-- Exercise instructions --
Reproduce the lines of the material exactly, excluding every image.

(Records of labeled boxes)
+++++

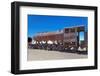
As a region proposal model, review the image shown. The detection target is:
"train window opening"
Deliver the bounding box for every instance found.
[79,32,84,43]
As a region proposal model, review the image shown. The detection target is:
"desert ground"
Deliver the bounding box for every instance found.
[27,49,88,61]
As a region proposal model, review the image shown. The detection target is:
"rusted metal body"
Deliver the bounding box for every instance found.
[33,26,87,47]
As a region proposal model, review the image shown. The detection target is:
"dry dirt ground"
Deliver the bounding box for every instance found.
[27,49,88,61]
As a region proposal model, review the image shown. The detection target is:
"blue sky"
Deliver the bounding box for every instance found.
[28,14,88,40]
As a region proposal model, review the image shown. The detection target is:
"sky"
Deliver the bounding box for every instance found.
[28,14,88,40]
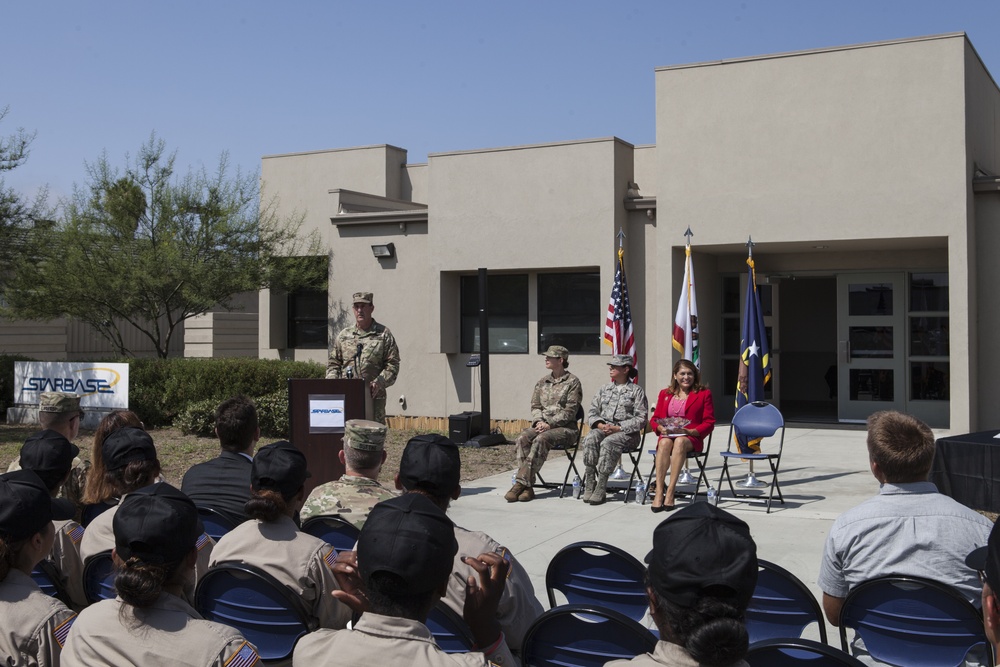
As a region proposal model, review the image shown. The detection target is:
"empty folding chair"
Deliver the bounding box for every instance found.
[302,514,361,551]
[194,562,316,663]
[83,549,118,604]
[424,600,476,653]
[545,542,649,621]
[747,638,864,667]
[719,401,785,513]
[521,604,657,667]
[840,576,994,667]
[746,559,826,644]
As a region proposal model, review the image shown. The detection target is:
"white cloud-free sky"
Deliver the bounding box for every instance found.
[7,0,1000,204]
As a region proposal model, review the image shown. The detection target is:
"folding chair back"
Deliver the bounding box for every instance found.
[31,558,70,607]
[83,549,117,604]
[535,405,587,498]
[545,542,649,621]
[719,401,785,514]
[642,430,715,505]
[521,604,656,667]
[302,514,361,551]
[746,559,826,644]
[840,576,994,667]
[194,562,315,661]
[424,600,476,653]
[198,506,236,542]
[746,638,864,667]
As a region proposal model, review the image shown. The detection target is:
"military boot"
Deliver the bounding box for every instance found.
[580,472,594,503]
[590,473,608,505]
[503,482,527,503]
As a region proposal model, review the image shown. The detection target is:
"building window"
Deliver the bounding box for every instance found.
[460,274,528,354]
[288,289,328,350]
[907,272,951,401]
[538,271,602,354]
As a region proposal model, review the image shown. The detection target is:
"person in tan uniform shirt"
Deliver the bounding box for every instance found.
[80,426,215,602]
[19,429,87,611]
[62,482,260,667]
[605,503,757,667]
[292,493,519,667]
[0,470,76,667]
[211,440,351,628]
[396,434,543,652]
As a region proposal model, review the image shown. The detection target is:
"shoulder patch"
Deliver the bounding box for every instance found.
[497,547,514,579]
[225,642,260,667]
[63,523,83,544]
[52,614,76,648]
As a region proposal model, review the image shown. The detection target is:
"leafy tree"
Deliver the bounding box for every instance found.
[0,107,46,274]
[4,134,325,357]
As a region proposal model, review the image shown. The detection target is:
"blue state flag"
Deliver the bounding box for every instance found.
[736,255,771,454]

+++++

-- Response below --
As a region proposal model, review the image shown. The detection target is:
"train window opening"
Deliver the bounding box for every instance found.
[79,32,84,43]
As a region proposal model, review the image shown. The detection target is:
"desert ground"
Deliver the bounding box for every instance found.
[27,49,88,61]
As a region proposal model, review the image shown. The detection target is:
"rusted metal body"
Deliver the bounding box for every instance found.
[33,26,87,47]
As a region proposal model, review the image shown. The detection target is:
"dry dirt ground"
Deliver the bounding box for every instance found.
[27,49,88,61]
As a region proposal model, review the image shown. The detection target is:
"blue sky"
Deliver the bounding box for every instance found.
[28,14,88,40]
As a region proposal model, review the image shown. The detection target is:
"sky"
Deliver the bounding box for every instance found.
[28,14,88,40]
As a region proposal model, review the image shown. The detection target is:
"empty folding chair"
Deliver the bounding box for every instance found.
[302,514,361,551]
[194,562,316,663]
[83,549,118,604]
[424,600,476,653]
[545,542,649,621]
[747,638,864,667]
[719,401,785,513]
[521,604,657,667]
[840,576,994,667]
[746,559,826,644]
As a region proposal model, review the image shown. The detection target is:
"white cloud-free sky"
Deliver the bounding box for every instance found.
[7,0,1000,204]
As a region proposal model, review the image shown. The detection target is:
"folding chair back"
Deliver the bounding box for every instance found.
[31,558,70,607]
[83,549,117,604]
[535,405,587,498]
[545,542,649,621]
[719,401,785,514]
[642,430,715,505]
[521,604,656,667]
[302,514,361,551]
[746,559,826,644]
[840,576,994,667]
[194,562,315,661]
[424,600,476,653]
[198,506,236,542]
[746,638,864,667]
As a region proposal model, review the image shown. The detection target is:
"military boot"
Deliver the bounding box for every instance found.
[580,472,594,503]
[590,473,608,505]
[503,482,527,503]
As a region proposal model, review the image shown. The detection target is:
"building window"
Deliver the bounding box for every instance found.
[460,274,528,354]
[288,289,328,350]
[907,272,951,401]
[538,271,602,354]
As a region proposal model, review the image shown. The detection target is:
"person in tan uniform shirt"
Deliver the bounding box for every instance found.
[80,426,215,602]
[19,429,87,611]
[62,482,260,667]
[605,503,757,667]
[292,493,519,667]
[0,470,76,667]
[211,440,351,628]
[396,434,543,652]
As a region proposal model, review the image shown. The detection target is:
"shoulder patch"
Deliver the bounding box for every instance found.
[497,547,514,579]
[225,642,260,667]
[63,523,83,544]
[52,614,76,648]
As a region proposal model, review the image shown. The detection target is:
"leafy tree"
Deliver the bounding box for every instance found.
[0,107,46,274]
[4,134,325,357]
As a region proposal model, review the image shown. The detection target is:
"blue state flag"
Deliver the bounding box for every instance found.
[736,255,771,454]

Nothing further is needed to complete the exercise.